» EXERCISE PROMPT: The records that follow should be retyped word for word.

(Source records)

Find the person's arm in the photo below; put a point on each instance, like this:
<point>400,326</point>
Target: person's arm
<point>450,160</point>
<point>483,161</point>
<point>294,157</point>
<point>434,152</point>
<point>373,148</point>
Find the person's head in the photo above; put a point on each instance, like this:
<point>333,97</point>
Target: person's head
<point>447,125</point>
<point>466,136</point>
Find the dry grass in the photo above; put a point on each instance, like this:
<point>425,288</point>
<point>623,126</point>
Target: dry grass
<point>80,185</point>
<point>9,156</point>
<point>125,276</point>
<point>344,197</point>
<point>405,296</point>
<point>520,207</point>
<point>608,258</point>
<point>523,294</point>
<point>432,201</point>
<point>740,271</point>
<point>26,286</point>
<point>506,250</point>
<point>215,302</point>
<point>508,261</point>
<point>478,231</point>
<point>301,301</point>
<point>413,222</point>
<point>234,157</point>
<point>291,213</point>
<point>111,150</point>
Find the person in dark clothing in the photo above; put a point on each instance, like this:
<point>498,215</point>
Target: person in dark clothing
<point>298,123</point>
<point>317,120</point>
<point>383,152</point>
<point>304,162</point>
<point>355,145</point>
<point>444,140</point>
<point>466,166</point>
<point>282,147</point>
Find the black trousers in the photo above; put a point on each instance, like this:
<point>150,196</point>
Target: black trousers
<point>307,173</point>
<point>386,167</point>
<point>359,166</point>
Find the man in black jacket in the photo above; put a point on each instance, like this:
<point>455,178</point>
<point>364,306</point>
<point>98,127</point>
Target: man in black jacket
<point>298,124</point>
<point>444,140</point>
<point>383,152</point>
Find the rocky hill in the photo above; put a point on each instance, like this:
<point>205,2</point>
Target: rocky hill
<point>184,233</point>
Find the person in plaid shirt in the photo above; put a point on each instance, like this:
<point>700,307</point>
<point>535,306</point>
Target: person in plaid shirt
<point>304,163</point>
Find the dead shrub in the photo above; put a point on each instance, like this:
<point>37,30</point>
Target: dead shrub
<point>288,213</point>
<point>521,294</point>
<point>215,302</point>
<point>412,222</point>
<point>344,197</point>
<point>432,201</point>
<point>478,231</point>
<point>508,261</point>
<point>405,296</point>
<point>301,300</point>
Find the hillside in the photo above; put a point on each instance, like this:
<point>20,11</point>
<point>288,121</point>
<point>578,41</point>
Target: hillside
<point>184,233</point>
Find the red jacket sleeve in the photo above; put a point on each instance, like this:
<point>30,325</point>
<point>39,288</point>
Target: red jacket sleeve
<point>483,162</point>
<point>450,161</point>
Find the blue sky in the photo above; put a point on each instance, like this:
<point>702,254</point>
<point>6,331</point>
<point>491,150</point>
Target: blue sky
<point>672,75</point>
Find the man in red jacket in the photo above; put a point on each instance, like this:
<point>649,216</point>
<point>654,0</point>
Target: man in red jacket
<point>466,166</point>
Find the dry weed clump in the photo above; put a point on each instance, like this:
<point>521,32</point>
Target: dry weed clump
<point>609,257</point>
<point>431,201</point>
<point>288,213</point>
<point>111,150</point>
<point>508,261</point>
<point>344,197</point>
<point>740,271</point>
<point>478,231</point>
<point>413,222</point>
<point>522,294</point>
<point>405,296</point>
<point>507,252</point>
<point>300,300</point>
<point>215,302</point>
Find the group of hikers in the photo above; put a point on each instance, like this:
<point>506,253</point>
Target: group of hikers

» RESPONSE TO THIS EXERCISE:
Find the person's arm in the photo below; put a point on each instance, like this:
<point>400,326</point>
Target: person's arm
<point>450,160</point>
<point>483,161</point>
<point>294,157</point>
<point>434,152</point>
<point>373,148</point>
Find the person's head in the photo above; put a point on each instance, like this:
<point>333,97</point>
Target: person's head
<point>447,125</point>
<point>466,136</point>
Find the dry grass in the photo above; put a point on each instance, like this:
<point>425,288</point>
<point>623,126</point>
Target: dry grass
<point>80,185</point>
<point>9,156</point>
<point>125,276</point>
<point>344,197</point>
<point>405,296</point>
<point>520,207</point>
<point>608,258</point>
<point>523,294</point>
<point>432,201</point>
<point>740,271</point>
<point>26,286</point>
<point>506,250</point>
<point>215,302</point>
<point>508,261</point>
<point>478,231</point>
<point>301,301</point>
<point>413,222</point>
<point>234,157</point>
<point>291,213</point>
<point>111,150</point>
Find the person in dark clothing in the photo above; put a point on each instance, like this:
<point>498,215</point>
Target: person in dark clothing
<point>298,123</point>
<point>317,120</point>
<point>383,152</point>
<point>304,162</point>
<point>355,145</point>
<point>444,140</point>
<point>466,166</point>
<point>282,147</point>
Find the black trousers in the photo above; put a point on each instance, like this:
<point>150,196</point>
Target: black trousers
<point>307,173</point>
<point>386,167</point>
<point>359,166</point>
Find the man in black jacket in the photo above; put a point on each instance, like this:
<point>455,178</point>
<point>364,306</point>
<point>98,127</point>
Target: man in black jacket
<point>298,124</point>
<point>444,140</point>
<point>383,152</point>
Find the rocky hill in the photo above; put a point on each instance, like this:
<point>205,2</point>
Target: rocky hill
<point>184,233</point>
Find the person in plaid shirt in the photo above; put a point on each instance, like this:
<point>700,307</point>
<point>535,306</point>
Target: person in plaid shirt
<point>304,163</point>
Find the dead shrub in the photo above; put a point on each instance, like this:
<point>37,30</point>
Target: dead shrub
<point>288,213</point>
<point>521,294</point>
<point>215,302</point>
<point>412,222</point>
<point>344,197</point>
<point>432,201</point>
<point>478,231</point>
<point>508,261</point>
<point>405,296</point>
<point>301,300</point>
Find the hillside in the photo above; put a point on each instance, like this:
<point>20,11</point>
<point>288,121</point>
<point>578,41</point>
Target: hillside
<point>184,233</point>
Find the red jacket sleeve in the photo above; put a point on each instance, like this:
<point>30,325</point>
<point>39,288</point>
Target: red jacket sleeve
<point>483,162</point>
<point>450,161</point>
Find the blue sky in the photo above; put a point on each instance, like this:
<point>702,254</point>
<point>6,331</point>
<point>491,150</point>
Target: blue sky
<point>672,75</point>
Find the man in red jacket in the photo above; put a point on each instance, like this:
<point>649,216</point>
<point>654,0</point>
Target: man in red jacket
<point>466,166</point>
Find the dry weed clump in the photo above; put a point on each instance, like this:
<point>521,32</point>
Target: dry weed clump
<point>609,257</point>
<point>431,201</point>
<point>288,213</point>
<point>111,150</point>
<point>508,261</point>
<point>344,197</point>
<point>740,271</point>
<point>478,231</point>
<point>413,222</point>
<point>522,294</point>
<point>405,296</point>
<point>507,252</point>
<point>300,300</point>
<point>215,302</point>
Find the group of hikers in the photo above; put a point on each instance, like this:
<point>506,253</point>
Target: group of hikers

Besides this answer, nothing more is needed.